### [Exercise details]
Reproduce every entry word for word. Drop all pictures from the copy.

[Point-per-instance localization data]
·····

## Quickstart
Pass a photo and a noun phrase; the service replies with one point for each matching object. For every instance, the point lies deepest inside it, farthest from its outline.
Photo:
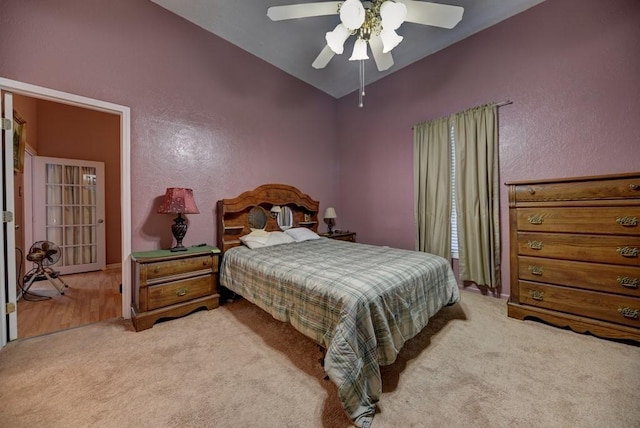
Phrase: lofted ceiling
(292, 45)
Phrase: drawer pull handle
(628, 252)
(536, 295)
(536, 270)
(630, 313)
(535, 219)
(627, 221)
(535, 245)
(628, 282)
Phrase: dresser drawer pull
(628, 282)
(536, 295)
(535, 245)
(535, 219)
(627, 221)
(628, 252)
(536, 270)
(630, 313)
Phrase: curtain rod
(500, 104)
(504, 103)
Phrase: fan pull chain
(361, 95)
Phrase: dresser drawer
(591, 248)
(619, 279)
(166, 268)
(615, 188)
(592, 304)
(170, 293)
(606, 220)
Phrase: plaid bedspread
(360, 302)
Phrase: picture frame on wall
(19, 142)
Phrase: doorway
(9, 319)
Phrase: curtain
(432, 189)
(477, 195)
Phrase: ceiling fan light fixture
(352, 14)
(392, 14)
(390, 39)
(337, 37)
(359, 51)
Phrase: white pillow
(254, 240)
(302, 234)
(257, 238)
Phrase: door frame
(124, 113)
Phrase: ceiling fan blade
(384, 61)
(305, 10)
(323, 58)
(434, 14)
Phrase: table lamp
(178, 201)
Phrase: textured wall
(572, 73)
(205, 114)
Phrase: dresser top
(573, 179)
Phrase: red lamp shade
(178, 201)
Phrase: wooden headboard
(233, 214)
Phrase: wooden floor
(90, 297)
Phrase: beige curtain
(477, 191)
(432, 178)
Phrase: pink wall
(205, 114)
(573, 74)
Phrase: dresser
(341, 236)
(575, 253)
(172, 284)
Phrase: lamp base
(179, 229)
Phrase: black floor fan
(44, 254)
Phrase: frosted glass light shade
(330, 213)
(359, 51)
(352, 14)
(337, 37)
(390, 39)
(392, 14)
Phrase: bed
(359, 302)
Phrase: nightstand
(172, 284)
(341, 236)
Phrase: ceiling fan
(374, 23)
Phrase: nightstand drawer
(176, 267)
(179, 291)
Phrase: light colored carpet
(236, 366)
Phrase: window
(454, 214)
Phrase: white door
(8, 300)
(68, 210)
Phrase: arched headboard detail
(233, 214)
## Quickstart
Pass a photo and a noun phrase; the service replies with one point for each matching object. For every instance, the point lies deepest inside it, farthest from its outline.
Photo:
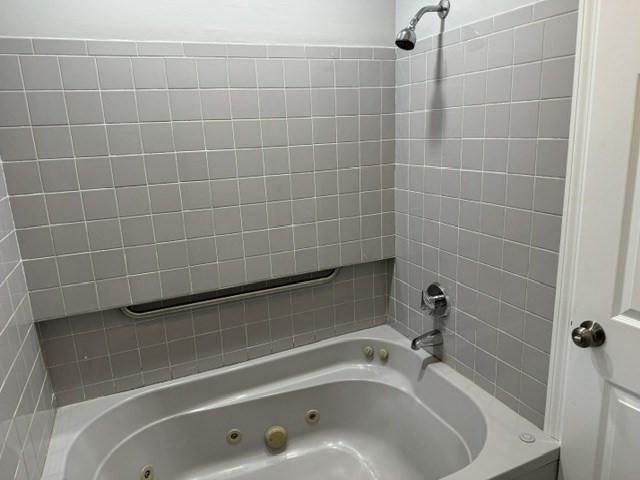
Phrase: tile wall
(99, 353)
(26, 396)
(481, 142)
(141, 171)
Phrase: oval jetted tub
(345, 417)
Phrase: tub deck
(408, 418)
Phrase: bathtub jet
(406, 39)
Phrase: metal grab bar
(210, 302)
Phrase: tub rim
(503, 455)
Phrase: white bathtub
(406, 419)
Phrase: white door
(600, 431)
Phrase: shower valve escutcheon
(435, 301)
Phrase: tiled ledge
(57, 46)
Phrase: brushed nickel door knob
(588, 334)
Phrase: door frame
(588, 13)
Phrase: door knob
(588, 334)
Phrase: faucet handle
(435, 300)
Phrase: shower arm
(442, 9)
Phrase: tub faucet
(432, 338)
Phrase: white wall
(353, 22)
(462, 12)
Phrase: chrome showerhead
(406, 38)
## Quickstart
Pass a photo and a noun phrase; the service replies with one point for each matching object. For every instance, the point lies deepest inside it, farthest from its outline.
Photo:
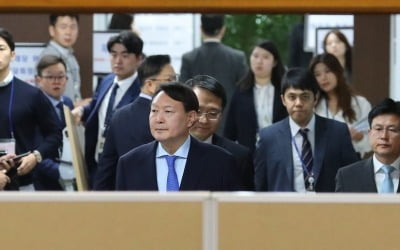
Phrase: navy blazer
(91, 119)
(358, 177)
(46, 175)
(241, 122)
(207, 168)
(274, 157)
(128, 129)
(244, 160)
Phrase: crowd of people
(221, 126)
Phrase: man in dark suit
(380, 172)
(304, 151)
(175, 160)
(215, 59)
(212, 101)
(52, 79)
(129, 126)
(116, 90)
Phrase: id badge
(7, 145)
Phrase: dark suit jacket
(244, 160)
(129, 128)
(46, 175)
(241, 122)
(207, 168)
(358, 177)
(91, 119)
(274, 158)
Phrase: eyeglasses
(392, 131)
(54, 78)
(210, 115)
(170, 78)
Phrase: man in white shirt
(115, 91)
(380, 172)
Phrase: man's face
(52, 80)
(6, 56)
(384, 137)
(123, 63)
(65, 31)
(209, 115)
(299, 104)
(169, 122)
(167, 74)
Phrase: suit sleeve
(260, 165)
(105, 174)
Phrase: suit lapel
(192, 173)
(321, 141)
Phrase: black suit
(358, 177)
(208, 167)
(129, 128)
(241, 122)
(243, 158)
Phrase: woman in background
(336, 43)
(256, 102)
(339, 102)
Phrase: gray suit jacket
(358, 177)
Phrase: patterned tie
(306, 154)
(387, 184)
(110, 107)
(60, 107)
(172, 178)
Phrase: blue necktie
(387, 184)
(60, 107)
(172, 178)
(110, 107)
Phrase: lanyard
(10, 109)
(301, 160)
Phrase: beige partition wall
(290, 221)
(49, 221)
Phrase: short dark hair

·····

### [Written response]
## Quickstart
Pass a photo and a noun phrase; the service replies with one point for each matching object. For every instance, the point lies deepest inside it, farthest from its outline.
Photo:
Phrase: lofted ceiling
(292, 45)
Phrase: drawer pull handle
(628, 252)
(536, 295)
(536, 270)
(630, 313)
(535, 219)
(627, 221)
(535, 245)
(628, 282)
Phrase: dresser drawer pull
(628, 282)
(536, 295)
(535, 245)
(535, 219)
(627, 221)
(628, 252)
(536, 270)
(630, 313)
Phrase: curtain rod
(500, 104)
(504, 103)
Phrase: fan pull chain
(361, 95)
Phrase: dresser drawer
(591, 248)
(619, 279)
(166, 268)
(615, 188)
(592, 304)
(170, 293)
(606, 220)
Phrase: plaid bedspread
(360, 302)
Phrase: picture frame on wall
(19, 142)
Phrase: doorway
(9, 319)
Phrase: curtain
(432, 189)
(477, 195)
Phrase: ceiling fan light fixture
(352, 14)
(392, 14)
(390, 39)
(337, 37)
(359, 51)
Phrase: white pillow
(254, 240)
(302, 234)
(257, 238)
Phrase: door frame
(124, 113)
Phrase: ceiling fan blade
(384, 61)
(305, 10)
(323, 58)
(434, 14)
Phrase: table lamp
(178, 201)
Phrase: textured wall
(572, 73)
(205, 114)
Phrase: dresser top
(573, 179)
Phrase: red lamp shade
(178, 201)
Phrase: wooden headboard
(233, 214)
Phrase: wooden floor
(90, 297)
Phrase: beige curtain
(477, 191)
(432, 178)
Phrase: pink wall
(205, 114)
(573, 74)
Phrase: dresser
(341, 236)
(575, 253)
(172, 284)
Phrase: lamp base
(179, 229)
Phrase: black floor fan
(44, 254)
Phrase: frosted glass light shade
(330, 213)
(359, 51)
(352, 14)
(337, 37)
(390, 39)
(392, 14)
Phrase: bed
(359, 302)
Phrase: nightstand
(172, 284)
(341, 236)
Phrase: ceiling fan
(374, 23)
Phrase: nightstand drawer
(176, 267)
(179, 291)
Phrase: light colored carpet
(236, 366)
Phrase: window
(454, 214)
Phrase: white door
(8, 300)
(68, 210)
Phrase: arched headboard detail
(233, 214)
## Quickstart
Pass a photo and a noun phrase; the service replies with one point for each matching object. For every instance, the point lies deepest inside it, farthest from its outline.
Photo:
Phrase: tile wall
(99, 353)
(26, 396)
(481, 142)
(141, 171)
Phrase: oval jetted tub
(345, 417)
Phrase: tub deck
(408, 418)
Phrase: bathtub jet
(406, 39)
Phrase: metal grab bar
(210, 302)
Phrase: tub rim
(503, 455)
Phrase: white bathtub
(406, 419)
Phrase: white door
(600, 431)
Phrase: shower valve escutcheon
(435, 301)
Phrase: tiled ledge
(57, 46)
Phrase: brushed nickel door knob
(588, 334)
Phrase: door frame
(588, 13)
Phrase: door knob
(588, 334)
Phrase: faucet handle
(435, 300)
Phrase: shower arm
(442, 9)
Phrase: tub faucet
(432, 338)
Phrase: white wall
(353, 22)
(462, 12)
Phrase: chrome showerhead
(406, 38)
## Quickstart
Pass a photo and a noun phrase; the service replies with one point for each matching object. For every instance, the point lies deepest inside it, farthest from its outline.
Photo:
Phrase: navy blazer
(91, 119)
(358, 177)
(46, 175)
(241, 122)
(207, 168)
(274, 157)
(128, 129)
(244, 160)
Phrase: crowd of people
(221, 126)
Phrase: man in dark suit
(380, 172)
(304, 151)
(175, 160)
(215, 59)
(212, 101)
(52, 79)
(129, 126)
(116, 90)
Phrase: id badge
(7, 145)
Phrase: dark suit jacket
(244, 160)
(129, 128)
(46, 175)
(241, 122)
(207, 168)
(358, 177)
(91, 119)
(274, 158)
Phrase: eyeglasses
(392, 131)
(54, 78)
(210, 115)
(170, 78)
Phrase: man in white shirt
(115, 91)
(380, 172)
Phrase: man's face
(52, 80)
(6, 56)
(384, 137)
(123, 63)
(65, 31)
(209, 115)
(299, 104)
(169, 122)
(167, 74)
Phrase: suit sleeve
(260, 165)
(105, 174)
Phrase: suit lapel
(192, 173)
(321, 141)
Phrase: black suit
(358, 177)
(208, 167)
(129, 128)
(241, 122)
(243, 158)
Phrase: woman in background
(336, 43)
(256, 102)
(339, 102)
Phrase: gray suit jacket
(358, 177)
Phrase: patterned tie
(306, 154)
(387, 184)
(110, 107)
(60, 107)
(172, 178)
Phrase: blue necktie
(387, 184)
(60, 107)
(172, 178)
(110, 107)
Phrase: lanyard
(10, 109)
(301, 160)
Phrase: beige partition wall
(290, 221)
(49, 221)
Phrase: short dark hair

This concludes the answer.